■ Short problem a:
In the passage on teaching empathy below, restate the paragraph beginning "Is exclusivity part of human nature?" as a short list that keeps its main points.

-------- Excerpted passage --------

My idea feels better because the adult is directly listening to the kids and the kids feel empowered by being on a more equal level with the adult.

That is why I suggest the school hiring an additional person because it would be too foreign to a teacher to do this.
Actually, the good programs are NOT an adult talking down to the kids at all. They are based in listening to the kids about their lives and what happens when you put into place a policy that actually teaches empathy.

You Can't Say You Can't Play — Vivian Gussin Paley | Harvard University Press

Quote:
Is exclusivity part of human nature? Can we legislate fairness and still nurture creativity and individuality? Can children be freed from the habit of rejection? These are some of the questions. The answers are to be found in the words of Paley’s schoolchildren and in the wisdom of their teacher who respectfully listens to them.

--------

■ Short problem b:
Collect every line of the records below that contains the word "wall".

-------- Information supplied --------

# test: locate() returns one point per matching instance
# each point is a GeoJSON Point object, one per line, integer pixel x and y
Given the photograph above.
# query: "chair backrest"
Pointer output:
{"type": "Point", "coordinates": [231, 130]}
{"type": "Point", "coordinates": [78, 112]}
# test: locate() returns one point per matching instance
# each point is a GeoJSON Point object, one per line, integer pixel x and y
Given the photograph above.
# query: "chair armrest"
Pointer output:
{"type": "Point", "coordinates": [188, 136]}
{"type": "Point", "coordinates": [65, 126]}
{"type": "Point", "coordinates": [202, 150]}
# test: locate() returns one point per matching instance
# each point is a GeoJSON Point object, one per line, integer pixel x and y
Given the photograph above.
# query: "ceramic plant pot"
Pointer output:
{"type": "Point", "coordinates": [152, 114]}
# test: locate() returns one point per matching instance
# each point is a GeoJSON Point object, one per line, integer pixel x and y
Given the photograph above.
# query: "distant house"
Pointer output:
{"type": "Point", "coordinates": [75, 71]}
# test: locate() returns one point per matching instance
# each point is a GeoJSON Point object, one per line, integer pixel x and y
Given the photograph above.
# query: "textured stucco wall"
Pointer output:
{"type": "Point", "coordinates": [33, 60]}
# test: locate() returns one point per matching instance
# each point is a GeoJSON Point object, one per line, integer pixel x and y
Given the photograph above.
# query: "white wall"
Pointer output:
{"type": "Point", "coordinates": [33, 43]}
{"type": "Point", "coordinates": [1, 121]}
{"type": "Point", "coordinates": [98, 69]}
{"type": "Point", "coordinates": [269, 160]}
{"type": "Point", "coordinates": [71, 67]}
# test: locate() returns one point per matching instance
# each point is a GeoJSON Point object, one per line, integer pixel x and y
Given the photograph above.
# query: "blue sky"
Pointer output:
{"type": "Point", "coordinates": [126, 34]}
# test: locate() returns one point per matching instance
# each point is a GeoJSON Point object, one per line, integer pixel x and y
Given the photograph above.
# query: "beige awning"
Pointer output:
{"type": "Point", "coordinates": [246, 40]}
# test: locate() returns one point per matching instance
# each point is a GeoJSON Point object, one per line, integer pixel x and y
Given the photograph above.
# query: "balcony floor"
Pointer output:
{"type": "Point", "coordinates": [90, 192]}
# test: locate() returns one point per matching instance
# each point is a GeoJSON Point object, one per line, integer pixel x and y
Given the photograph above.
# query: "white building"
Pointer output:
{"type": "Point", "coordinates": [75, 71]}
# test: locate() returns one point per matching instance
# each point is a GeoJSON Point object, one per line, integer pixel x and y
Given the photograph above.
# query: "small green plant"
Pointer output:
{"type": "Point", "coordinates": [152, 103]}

--------

■ Full response a:
- It asks whether exclusivity is part of human nature.
- It asks whether fairness can be legislated while creativity and individuality are still nurtured.
- It asks whether children can be freed from the habit of rejection.
- The answers lie in the words of Paley's schoolchildren and in the wisdom of their teacher, who listens to them respectfully.

■ Full response b:
# query: "textured stucco wall"
# query: "white wall"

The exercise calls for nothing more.